▶ _Task 1_
In the passage on derivations and tangent spaces, why is it natural to assume that the residue field lies inside the local ring when working with functions at a point on a manifold?

▶ _Text extract_
------

You *don't* need to assume the Leibniz rule, but can use a linearity property instead. I addressed this in comments to my answer at Different ways of thinking about the derivative, but this may be a good place to paste those comments together into a single answer.

The set of all derivations at a point $P$ on a manifold can be thought of as the dual space of $M/M^2$, where $M$ is the maximal ideal of smooth functions vanishing at $P$. That description of the tangent space at $P$, as a dual space to $M/M^2$, makes no mention at all about the product rule, but from the *special features* of the manifold setting the linearity that is built into the definition of a dual space can indeed be converted into a derivation (something linear with a product rule).

Here's a general setup. Let $A$ be a local ring with maximal ideal $M$ and set $F = A/M$. (Think $A$ = local ring of smooth functions at point $P$ on a manifold and $M$ = the smooth functions on the manifold that vanish at $P$, so $F$ is essentially the field of real numbers as constant terms of series expansions for functions at $P$.) Let's now make an *assumption* that is true for local rings arising in the setting of manifolds but is not true for all local rings: the field $F = A/M$ naturally lies inside the ring $A$. More precisely, let's suppose there is a homomorphism $F \rightarrow A$ such that the composite $F \rightarrow A \rightarrow A/M$ is the identity. (For rings of functions at a point on a manifold this is very natural since the real numbers sit inside $A$ as constant functions. But not every local ring naturally contains its residue field, such as a local ring of char. 0 whose residue field has characteristic $p$.) We will show with this assumption that any $F$-linear map $f \colon M/M^2 \rightarrow F$ can be turned into a derivation $A \rightarrow F$.

------

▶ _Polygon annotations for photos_
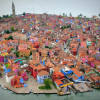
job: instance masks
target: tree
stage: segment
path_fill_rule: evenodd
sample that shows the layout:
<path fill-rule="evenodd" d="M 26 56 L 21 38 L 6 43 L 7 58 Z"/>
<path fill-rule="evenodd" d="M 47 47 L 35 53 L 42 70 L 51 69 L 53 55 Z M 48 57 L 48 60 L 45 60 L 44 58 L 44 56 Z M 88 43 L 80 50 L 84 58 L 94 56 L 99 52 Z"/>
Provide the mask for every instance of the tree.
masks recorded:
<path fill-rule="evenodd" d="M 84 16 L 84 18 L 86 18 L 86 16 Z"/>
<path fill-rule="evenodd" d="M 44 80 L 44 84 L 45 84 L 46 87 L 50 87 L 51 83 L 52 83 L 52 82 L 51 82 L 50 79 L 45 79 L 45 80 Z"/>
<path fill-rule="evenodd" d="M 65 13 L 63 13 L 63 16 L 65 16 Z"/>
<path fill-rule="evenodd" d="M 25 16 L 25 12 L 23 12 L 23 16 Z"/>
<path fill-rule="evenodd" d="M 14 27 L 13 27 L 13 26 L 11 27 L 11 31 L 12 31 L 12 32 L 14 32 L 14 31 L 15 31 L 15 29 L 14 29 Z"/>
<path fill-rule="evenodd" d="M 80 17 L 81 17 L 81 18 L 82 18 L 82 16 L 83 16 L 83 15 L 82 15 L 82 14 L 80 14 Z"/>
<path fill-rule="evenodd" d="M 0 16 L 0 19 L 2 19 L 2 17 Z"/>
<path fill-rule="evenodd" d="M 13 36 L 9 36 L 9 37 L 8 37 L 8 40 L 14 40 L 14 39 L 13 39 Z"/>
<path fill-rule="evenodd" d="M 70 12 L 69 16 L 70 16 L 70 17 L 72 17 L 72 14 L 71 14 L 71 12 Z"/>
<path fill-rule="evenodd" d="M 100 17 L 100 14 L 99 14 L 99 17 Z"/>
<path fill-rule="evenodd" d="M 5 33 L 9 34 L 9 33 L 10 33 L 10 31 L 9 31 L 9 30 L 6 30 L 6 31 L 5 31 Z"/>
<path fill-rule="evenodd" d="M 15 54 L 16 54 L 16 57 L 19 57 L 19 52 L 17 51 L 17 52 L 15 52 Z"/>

------

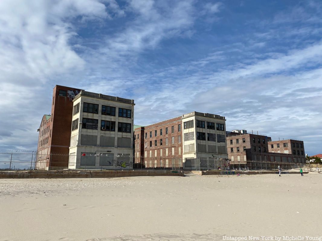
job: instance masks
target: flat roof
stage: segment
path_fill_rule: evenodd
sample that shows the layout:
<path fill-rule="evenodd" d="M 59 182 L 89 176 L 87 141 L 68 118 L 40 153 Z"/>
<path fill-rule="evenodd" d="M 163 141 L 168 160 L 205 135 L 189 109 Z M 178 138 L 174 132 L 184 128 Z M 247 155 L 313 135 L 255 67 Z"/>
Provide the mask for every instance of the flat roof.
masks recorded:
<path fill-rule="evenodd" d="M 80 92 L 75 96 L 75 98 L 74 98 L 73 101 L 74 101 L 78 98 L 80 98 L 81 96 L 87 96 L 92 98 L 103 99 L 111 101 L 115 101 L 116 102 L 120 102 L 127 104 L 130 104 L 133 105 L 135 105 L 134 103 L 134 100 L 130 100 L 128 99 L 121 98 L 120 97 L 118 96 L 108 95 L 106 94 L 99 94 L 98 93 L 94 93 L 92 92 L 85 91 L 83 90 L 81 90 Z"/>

------

▶ _Task 2_
Report every line of the entries above that contains the word "instance", treating case as significant.

▶ _Output 1_
For rings of functions at a point on a manifold, the real numbers sit inside the ring as constant functions. That gives a homomorphism from the residue field into the ring whose composite with the quotient map is the identity.

▶ _Output 2_
job: instance masks
Provide the mask for every instance of the tree.
job: instance masks
Provide the mask for every instance of the flat roof.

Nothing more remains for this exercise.